--- START ---

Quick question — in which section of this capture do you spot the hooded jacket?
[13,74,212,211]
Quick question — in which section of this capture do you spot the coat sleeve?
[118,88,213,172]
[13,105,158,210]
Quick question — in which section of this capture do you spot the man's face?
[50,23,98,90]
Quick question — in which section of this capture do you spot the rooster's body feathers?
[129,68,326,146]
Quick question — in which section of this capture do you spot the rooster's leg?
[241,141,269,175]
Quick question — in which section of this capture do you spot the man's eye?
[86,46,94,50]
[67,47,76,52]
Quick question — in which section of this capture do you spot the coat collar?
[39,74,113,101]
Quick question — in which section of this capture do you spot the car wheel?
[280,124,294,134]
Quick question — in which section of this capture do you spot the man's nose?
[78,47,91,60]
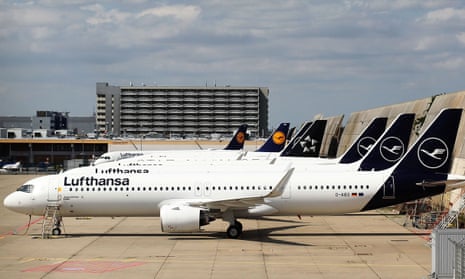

--- END ---

*EXERCISE OBJECTIVE:* Arrange the listing above as a Markdown table with two columns, Row and Line, numbering each line and skipping any blank ones. Leave the picture out of the table.

*RESPONSE BELOW:*
| Row | Line |
|---|---|
| 1 | Quick question — in which section of this capture do you spot the hooded jacket? |
| 2 | [13,74,212,211] |
| 3 | Quick question — in which section of this capture do you spot the coat sleeve? |
| 4 | [118,88,213,172] |
| 5 | [13,105,158,210] |
| 6 | Quick question — in which section of this capture do you spot the man's face? |
| 7 | [50,23,98,90] |
| 8 | Quick question — in which section of this capture do you spot the rooster's body feathers? |
| 9 | [129,68,326,146] |
| 10 | Quick question — in which section of this capture do you spot the rooster's leg? |
| 11 | [241,141,269,175] |
| 12 | Quick question — in which section of this capture do you spot the man's eye? |
| 13 | [86,46,94,50] |
| 14 | [67,47,76,52] |
| 15 | Quick question — in which section of this capture do you spot the coat collar? |
| 16 | [39,74,113,101] |
| 17 | Quick question — in which section of this capture do you spot the car wheel? |
| 18 | [280,124,294,134] |
| 19 | Quick question — in which section of this capture do you spot the man's nose? |
| 20 | [78,47,91,60] |